Provided information:
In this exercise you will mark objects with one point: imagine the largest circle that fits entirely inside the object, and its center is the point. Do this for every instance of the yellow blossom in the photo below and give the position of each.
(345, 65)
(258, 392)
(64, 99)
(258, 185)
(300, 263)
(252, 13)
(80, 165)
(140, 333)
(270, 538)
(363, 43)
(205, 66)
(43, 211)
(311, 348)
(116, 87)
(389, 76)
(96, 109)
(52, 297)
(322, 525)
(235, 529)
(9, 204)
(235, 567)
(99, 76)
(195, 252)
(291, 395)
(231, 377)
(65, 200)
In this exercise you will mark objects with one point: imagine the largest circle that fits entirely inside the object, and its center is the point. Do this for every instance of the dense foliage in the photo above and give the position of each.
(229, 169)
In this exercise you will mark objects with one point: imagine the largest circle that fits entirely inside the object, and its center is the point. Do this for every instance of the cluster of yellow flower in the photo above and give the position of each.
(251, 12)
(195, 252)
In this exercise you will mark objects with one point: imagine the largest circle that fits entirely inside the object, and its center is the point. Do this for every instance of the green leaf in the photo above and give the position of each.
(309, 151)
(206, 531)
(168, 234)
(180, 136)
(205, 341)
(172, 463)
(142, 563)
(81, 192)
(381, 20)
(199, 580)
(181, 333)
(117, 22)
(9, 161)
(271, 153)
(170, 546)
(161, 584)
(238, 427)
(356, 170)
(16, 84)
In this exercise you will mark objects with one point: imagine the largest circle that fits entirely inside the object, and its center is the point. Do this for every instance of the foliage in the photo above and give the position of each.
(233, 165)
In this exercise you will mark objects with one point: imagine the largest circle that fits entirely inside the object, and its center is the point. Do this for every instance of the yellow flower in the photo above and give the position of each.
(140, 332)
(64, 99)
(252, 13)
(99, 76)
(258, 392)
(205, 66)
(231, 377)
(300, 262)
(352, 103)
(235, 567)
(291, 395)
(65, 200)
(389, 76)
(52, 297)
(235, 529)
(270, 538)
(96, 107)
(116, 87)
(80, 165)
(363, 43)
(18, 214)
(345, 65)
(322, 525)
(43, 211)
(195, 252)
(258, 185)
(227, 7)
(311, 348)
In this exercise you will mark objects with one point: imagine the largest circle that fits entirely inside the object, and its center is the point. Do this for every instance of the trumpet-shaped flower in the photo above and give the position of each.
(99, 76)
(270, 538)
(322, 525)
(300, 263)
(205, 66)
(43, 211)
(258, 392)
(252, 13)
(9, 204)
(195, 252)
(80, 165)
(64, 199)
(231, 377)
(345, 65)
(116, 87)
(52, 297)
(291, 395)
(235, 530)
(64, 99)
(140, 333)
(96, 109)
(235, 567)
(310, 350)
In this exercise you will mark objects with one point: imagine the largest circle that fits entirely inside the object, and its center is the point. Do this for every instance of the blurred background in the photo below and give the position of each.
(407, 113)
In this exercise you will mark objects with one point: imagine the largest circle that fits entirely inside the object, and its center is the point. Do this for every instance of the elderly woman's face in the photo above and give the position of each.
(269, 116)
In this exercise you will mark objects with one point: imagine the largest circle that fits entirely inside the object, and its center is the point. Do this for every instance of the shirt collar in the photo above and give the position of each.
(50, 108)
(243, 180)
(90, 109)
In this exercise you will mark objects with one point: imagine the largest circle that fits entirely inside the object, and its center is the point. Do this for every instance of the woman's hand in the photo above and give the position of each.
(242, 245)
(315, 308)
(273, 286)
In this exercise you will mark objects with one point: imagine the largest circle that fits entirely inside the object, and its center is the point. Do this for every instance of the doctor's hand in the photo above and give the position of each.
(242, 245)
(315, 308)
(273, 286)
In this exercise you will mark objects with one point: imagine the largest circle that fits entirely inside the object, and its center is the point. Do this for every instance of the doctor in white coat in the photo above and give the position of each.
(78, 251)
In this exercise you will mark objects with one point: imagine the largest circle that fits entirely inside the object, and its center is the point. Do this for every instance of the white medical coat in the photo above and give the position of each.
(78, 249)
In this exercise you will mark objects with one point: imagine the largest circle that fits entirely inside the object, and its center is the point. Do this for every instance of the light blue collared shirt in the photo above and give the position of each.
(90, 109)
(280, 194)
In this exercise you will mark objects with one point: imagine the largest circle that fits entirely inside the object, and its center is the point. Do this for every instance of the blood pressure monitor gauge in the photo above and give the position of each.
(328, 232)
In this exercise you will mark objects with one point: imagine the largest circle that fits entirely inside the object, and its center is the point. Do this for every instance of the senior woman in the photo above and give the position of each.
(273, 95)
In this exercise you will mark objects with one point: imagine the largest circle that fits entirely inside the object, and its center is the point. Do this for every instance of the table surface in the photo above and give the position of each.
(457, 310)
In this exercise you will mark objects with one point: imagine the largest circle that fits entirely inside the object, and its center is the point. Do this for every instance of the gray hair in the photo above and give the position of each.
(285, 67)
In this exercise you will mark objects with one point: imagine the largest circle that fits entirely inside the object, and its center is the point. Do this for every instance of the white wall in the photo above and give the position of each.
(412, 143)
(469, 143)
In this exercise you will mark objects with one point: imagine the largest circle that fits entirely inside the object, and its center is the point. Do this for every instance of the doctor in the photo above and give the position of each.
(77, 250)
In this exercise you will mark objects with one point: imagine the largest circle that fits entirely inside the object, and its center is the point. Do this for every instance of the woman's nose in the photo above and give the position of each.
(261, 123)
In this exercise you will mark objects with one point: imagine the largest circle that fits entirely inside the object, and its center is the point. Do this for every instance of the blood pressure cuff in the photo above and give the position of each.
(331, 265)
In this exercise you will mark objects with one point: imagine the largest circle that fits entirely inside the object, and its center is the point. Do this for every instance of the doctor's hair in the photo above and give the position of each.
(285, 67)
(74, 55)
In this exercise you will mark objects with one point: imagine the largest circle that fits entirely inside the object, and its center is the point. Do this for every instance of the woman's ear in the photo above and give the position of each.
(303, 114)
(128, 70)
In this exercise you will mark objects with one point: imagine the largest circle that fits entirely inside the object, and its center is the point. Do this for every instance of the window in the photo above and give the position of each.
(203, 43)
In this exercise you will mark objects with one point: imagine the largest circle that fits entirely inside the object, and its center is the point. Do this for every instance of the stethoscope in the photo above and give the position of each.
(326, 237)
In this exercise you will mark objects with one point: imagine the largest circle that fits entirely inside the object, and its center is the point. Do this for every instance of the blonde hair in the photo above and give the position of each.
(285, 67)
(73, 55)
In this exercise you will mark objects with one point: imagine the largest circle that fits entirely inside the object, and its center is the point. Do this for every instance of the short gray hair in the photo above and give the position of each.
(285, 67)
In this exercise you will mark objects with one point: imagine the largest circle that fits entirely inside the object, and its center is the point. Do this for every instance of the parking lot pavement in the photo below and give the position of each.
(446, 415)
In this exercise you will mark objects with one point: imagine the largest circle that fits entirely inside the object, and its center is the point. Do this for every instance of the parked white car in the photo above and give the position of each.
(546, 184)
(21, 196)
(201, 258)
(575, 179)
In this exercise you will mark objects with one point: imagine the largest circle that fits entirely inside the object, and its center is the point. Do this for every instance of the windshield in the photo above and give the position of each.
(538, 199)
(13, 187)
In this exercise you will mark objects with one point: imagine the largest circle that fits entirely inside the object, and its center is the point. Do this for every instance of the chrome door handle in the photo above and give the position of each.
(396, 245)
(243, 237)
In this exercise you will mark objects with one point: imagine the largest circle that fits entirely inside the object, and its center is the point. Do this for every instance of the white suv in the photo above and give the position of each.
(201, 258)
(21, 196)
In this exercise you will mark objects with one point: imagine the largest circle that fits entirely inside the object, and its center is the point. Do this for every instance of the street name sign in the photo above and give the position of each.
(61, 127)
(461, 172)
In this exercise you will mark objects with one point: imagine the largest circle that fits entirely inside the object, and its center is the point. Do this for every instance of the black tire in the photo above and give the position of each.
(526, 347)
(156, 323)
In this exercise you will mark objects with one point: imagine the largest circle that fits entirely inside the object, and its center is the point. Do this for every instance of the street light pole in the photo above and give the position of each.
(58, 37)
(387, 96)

Problem to solve: Every line from the one containing "of the black" through the end of the data must be repeated exactly, and no other line.

Result below:
In this exercise you will mark objects with one point: imagine the largest circle that fits entirely inside the object, and its center is the point. Do this for every instance of the black tire in the photo above and give the position of each.
(526, 347)
(156, 323)
In this exercise you will mark objects with one point: imagine the largest circle that fits entirely inside the object, and its center is the point. Do this for every instance of the street light pole in the photo above and give the position of each.
(58, 37)
(387, 96)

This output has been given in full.